═══ Given data ═══
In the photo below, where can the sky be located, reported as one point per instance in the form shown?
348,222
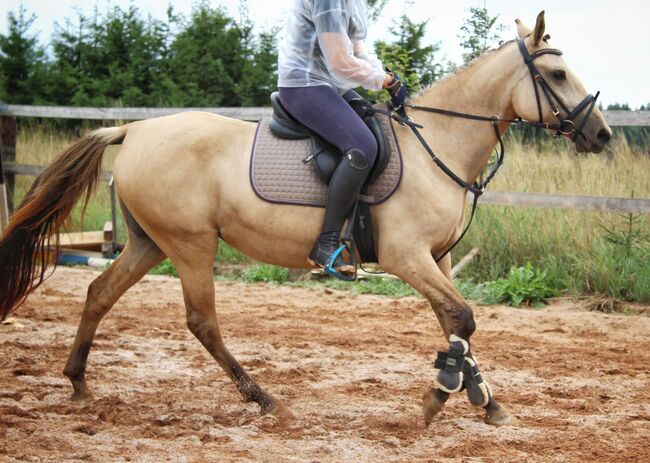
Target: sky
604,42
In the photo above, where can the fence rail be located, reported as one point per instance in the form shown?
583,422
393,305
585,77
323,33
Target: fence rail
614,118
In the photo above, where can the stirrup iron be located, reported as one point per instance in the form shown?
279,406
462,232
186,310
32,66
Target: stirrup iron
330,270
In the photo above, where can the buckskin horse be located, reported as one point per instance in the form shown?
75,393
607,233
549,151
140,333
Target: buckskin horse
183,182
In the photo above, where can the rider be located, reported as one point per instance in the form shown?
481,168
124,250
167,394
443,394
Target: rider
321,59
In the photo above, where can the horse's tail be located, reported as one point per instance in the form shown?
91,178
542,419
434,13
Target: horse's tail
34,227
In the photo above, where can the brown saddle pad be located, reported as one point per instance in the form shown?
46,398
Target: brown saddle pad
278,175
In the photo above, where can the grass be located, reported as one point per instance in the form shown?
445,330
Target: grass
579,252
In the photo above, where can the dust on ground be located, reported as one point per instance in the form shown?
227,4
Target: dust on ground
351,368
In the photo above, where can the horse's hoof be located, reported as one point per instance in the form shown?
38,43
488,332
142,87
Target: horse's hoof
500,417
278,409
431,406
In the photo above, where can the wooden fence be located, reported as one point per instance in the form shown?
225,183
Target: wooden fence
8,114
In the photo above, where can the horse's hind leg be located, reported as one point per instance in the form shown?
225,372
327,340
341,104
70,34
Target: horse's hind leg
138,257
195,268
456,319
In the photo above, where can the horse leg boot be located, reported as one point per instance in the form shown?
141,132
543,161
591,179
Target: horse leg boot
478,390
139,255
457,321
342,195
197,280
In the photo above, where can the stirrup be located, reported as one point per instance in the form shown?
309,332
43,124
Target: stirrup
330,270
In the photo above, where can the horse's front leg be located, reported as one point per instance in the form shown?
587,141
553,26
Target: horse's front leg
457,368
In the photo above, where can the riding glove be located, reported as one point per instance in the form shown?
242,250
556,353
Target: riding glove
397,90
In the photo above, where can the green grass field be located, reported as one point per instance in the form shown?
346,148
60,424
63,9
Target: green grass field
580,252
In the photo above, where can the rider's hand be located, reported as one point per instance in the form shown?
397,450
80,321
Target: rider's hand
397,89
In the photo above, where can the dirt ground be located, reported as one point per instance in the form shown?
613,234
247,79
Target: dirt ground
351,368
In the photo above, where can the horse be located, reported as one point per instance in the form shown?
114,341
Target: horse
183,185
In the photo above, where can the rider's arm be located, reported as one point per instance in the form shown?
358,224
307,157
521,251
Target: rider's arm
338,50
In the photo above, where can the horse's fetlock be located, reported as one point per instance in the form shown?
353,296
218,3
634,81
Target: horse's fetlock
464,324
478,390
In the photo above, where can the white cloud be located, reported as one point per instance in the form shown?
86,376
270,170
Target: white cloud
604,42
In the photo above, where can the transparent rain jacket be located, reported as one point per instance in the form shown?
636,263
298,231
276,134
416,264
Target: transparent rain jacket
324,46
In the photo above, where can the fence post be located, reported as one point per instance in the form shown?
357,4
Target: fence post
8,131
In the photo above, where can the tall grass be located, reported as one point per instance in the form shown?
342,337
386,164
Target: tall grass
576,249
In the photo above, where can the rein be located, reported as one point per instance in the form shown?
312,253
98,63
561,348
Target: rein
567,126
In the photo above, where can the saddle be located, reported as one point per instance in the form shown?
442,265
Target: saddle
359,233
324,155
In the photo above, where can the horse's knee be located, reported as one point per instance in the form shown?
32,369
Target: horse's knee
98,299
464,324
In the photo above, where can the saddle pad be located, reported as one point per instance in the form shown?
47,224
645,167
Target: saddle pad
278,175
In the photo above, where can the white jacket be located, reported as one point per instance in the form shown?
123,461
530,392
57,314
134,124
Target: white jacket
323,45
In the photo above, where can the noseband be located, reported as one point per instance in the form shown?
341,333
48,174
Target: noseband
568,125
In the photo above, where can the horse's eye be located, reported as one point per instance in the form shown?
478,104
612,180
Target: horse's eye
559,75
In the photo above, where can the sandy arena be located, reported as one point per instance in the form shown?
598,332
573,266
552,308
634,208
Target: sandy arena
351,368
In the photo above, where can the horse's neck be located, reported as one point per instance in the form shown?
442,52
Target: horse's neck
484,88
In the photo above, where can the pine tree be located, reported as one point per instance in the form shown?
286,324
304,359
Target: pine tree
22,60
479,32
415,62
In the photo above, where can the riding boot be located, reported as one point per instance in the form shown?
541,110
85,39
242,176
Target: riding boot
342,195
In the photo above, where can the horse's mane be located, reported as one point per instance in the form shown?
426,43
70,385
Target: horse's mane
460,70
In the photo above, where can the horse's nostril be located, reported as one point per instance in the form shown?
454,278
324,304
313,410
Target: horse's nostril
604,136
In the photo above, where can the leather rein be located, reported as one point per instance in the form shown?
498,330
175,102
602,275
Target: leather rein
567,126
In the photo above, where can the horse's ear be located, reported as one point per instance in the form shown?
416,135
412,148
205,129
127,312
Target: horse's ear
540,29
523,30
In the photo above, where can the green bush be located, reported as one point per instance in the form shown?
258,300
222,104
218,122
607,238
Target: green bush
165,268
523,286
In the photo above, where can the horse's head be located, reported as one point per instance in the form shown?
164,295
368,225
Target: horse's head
═══
■ **Activity**
Would you retype all the lines shown above, exactly as written and without any picture?

■ **Answer space**
In the photo below, where can the sky be located, reported as one point per instance in the form shown?
348,222
Target: sky
604,42
In the photo above, where can the fence rail be located, reported as one point per instance in the form shown?
583,422
393,305
585,77
323,33
Target: fence rail
614,118
In the photo above, where can the stirrup iron be located, reported as one point per instance in the form shown?
279,406
462,232
186,310
32,66
Target: stirrup iron
330,270
In the photo above, where can the buckskin horse be located, reported as one point per instance in the form shown?
75,393
607,233
549,151
140,333
Target: buckskin horse
183,182
In the photo above, where can the rider be located, reported as one point per instance in the form shown?
481,168
124,250
167,394
443,394
Target: rider
321,59
In the photo above, where can the horse's tail be located, reported as one point per instance in the form shown?
91,178
542,419
434,13
Target: horse's tail
34,227
In the photo above, where can the brown saddle pad be located, reported as one point per instance in the form shown?
46,398
Target: brown saddle pad
278,175
In the photo above, where can the grass be located, reported as one point per instance in the form shown?
445,330
Target: grass
579,252
In the photo above, where can the dust on ground be located, reported as one point per instance in the form shown?
227,4
Target: dust on ground
351,368
In the photo above, where can the horse's hoof be located, reported as one point per instance in the form shown?
38,43
488,332
142,87
Target: horse's hoof
500,417
278,409
431,406
In the photo above, where can the wooden fence be located, reported as one point per instance in the form shown?
225,183
Target: wooden fence
8,114
In the photo above, where can the horse's hind leg be located, reported as one point per instance in the form shown?
225,372
327,340
341,104
70,34
Target: horse's hind leg
138,257
195,268
456,319
In the photo above, where can the horse leg boot be located, reported as one point per instance in the form shown?
141,132
543,161
591,179
Target: horse leg boot
478,390
139,255
457,321
342,195
197,280
In the photo above, where can the stirrup be located, reported as one point per instance in the form shown?
309,332
43,124
Target: stirrup
330,270
In the photo above, where can the horse's front leg be located, reported as one point per instance in the form shown?
587,141
553,26
Target: horse's front leg
457,368
In the photo above, where can the riding glove be located, reported as one point per instance in the form shown?
242,250
556,353
Target: riding glove
397,90
In the photo above, where can the green grass field be located, reported as one point per instance in the form shown?
346,148
60,424
63,9
Target: green grass field
580,252
In the photo above, where can the rider's hand be located, reported as one point per instance in the form shown?
397,450
80,321
Target: rider's hand
397,89
In the photo above, where can the dirt ground be located, reported as one point per instance in the form shown?
613,234
247,79
Target: dirt ground
351,368
In the photo above, where can the horse be located, reported as one point per instance in the form shown?
114,341
Target: horse
183,185
In the photo above, where can the rider's arm be located, reported as one point per instance in the form shown?
358,224
307,157
521,251
Target: rider's arm
338,50
In the photo above, where can the horse's fetlock be located, reported as one point per instance in the form shown?
353,296
218,3
634,81
Target: horse's fetlock
464,324
478,390
In the photo above, where can the white cloud be located, reported as one point per instance in the form shown?
86,376
270,170
Target: white cloud
604,42
In the photo above, where can the transparent rain jacket be located, reported as one point per instance in the form shown?
636,263
298,231
276,134
416,264
Target: transparent rain jacket
324,46
In the photo above, where can the fence post be located, reported as one point per instance in the form shown?
357,4
Target: fence post
8,131
In the photo above, where can the tall grass be located, reported as one point per instance in the form shown?
342,337
386,164
Target: tall grass
576,249
In the photo above, where can the rein be located, reported as one point per instance in the form shown?
312,253
98,63
561,348
Target: rein
567,126
In the photo above, where can the saddle be located, reported as one point per instance in the form shown?
442,265
Target: saddle
359,233
324,155
In the photo above, where can the horse's knee be located, reported as one point per instance in the form shown?
32,369
Target: horse's knee
98,299
464,324
In the photo above, where can the saddle pad be located, reported as one point per instance in the form shown?
47,224
645,167
Target: saddle pad
278,175
In the photo above, where can the white jacket be located, reported as one point per instance in the form shown?
123,461
530,392
57,314
134,124
Target: white jacket
323,45
In the photo above, where can the noseband be located, reported as one point per instance in the form shown?
341,333
48,174
Target: noseband
568,125
In the photo above, where can the horse's eye be located, reported as one point per instance in the form shown?
478,104
612,180
Target: horse's eye
559,75
In the photo above, where can the sandy arena be located, reported as one point per instance in the form shown?
598,332
573,266
552,308
634,208
Target: sandy arena
351,368
In the photo above, where can the horse's neck be located, reported as one point per instance in the form shown?
442,52
Target: horse's neck
484,88
In the photo above, where can the pine tree be located, reported as one point per instance in the form shown?
286,324
304,359
Target: pine tree
22,60
479,32
415,62
In the photo above, where can the riding boot be located, reported as one point per instance in the form shown?
541,110
85,39
242,176
Target: riding boot
342,195
In the photo above, where can the horse's mane be located, reported as one point per instance in the form shown?
426,43
70,385
Target: horse's mane
460,70
In the photo above, where can the horse's nostril be located, reported as one point per instance in the form shown?
454,278
324,304
313,410
Target: horse's nostril
604,136
In the photo above, where can the leather rein be located, reported as one point per instance in the form shown?
498,330
175,102
602,275
Target: leather rein
567,126
In the photo above, where can the horse's ear be located, reported as one point per instance in the form shown?
416,135
412,148
205,129
127,312
Target: horse's ear
540,29
523,30
In the photo above, where can the green bush be located, reported as one point per instance in the form shown?
258,300
222,104
218,122
607,238
Target: green bush
165,268
523,286
In the photo above, where can the horse's head be located, reported as one point per instance in the form shown?
164,295
368,225
Target: horse's head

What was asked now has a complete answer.